> **TEXT PROVIDED**:
:::::
Kenya marks Habitat Day amid call for
sustainable solid waste management

NAIROBI (Xinhua) -- Kenya on Monday marked the World Habitat Day in the capital of Nairobi with national leaders, multilateral partners and green advocates reaffirming support for improved solid waste management in order to hasten revitalization of cities and towns.

Kenyan President Uhuru Kenyatta attended the event to mark the 2018 World Habitat Day whose theme was “Municipal Solid Waste Management”.

“Solid waste management poses one of the greatest challenges of our time in a rapidly urbanizing world. We must take urgent action,” Kenyatta said.

Kenya co-hosted this year’s World Habitat Day with Indonesia amid call for concerted efforts to improve management of solid waste in cities and rural towns.

Kenyatta reiterated his government’s commitment to promote sustainable waste management to tackle a pollution crisis in urban centers and create green jobs for the youth.

“We are looking at innovative ways to sustainably reduce waste and make our cities green, resilient and prosperous,” said Kenyatta, adding that sustainable management of solid waste dovetails with his Big Four Agenda on housing.

The Kenyan leader revealed that the 500,000 housing units the government intends to develop by 2022 will be installed with infrastructure and sanitary facilities to boost waste management at household level.
:::::
[Coordinate annotation rows]
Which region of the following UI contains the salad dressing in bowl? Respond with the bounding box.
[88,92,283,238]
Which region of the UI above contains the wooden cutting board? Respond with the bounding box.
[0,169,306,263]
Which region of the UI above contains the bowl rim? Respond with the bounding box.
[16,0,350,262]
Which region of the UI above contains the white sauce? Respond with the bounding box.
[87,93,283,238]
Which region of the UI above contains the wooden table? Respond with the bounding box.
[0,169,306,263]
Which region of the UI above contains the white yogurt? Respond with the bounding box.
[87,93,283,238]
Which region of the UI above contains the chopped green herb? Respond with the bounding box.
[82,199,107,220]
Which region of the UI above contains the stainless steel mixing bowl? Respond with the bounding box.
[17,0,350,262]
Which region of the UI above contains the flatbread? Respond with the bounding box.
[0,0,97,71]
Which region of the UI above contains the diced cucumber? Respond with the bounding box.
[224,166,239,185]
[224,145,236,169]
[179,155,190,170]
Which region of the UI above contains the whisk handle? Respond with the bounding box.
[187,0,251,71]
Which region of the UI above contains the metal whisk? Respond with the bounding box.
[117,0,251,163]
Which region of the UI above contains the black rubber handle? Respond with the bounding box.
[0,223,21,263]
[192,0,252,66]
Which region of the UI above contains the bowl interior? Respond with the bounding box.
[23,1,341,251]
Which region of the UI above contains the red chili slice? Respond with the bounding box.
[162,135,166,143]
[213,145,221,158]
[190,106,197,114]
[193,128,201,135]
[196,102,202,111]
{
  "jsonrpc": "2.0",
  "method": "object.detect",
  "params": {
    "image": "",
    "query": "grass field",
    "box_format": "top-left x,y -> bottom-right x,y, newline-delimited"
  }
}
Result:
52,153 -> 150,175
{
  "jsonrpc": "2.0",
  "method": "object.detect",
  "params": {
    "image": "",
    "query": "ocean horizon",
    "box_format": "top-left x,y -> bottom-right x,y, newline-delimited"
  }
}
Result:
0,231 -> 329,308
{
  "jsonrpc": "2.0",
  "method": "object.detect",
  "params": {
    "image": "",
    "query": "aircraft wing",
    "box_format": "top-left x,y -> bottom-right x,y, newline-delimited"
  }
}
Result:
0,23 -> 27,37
:::::
> **DIRECTIVE 1**: Set down the passage from the Habitat Day article word for word, starting with "Kenya marks Habitat" and going on through "and rural towns.".
> **DIRECTIVE 2**:
Answer these questions from the Habitat Day article:
(a) What was the theme of the 2018 World Habitat Day?
(b) Which country co-hosted the event with Kenya?
(c) How many housing units does the government intend to develop by 2022?

> **WRITTEN ANSWER 1**:
Kenya marks Habitat Day amid call for
sustainable solid waste management

NAIROBI (Xinhua) -- Kenya on Monday marked the World Habitat Day in the capital of Nairobi with national leaders, multilateral partners and green advocates reaffirming support for improved solid waste management in order to hasten revitalization of cities and towns.

Kenyan President Uhuru Kenyatta attended the event to mark the 2018 World Habitat Day whose theme was “Municipal Solid Waste Management”.

“Solid waste management poses one of the greatest challenges of our time in a rapidly urbanizing world. We must take urgent action,” Kenyatta said.

Kenya co-hosted this year’s World Habitat Day with Indonesia amid call for concerted efforts to improve management of solid waste in cities and rural towns.

> **WRITTEN ANSWER 2**:
(a) "Municipal Solid Waste Management"
(b) Indonesia
(c) 500,000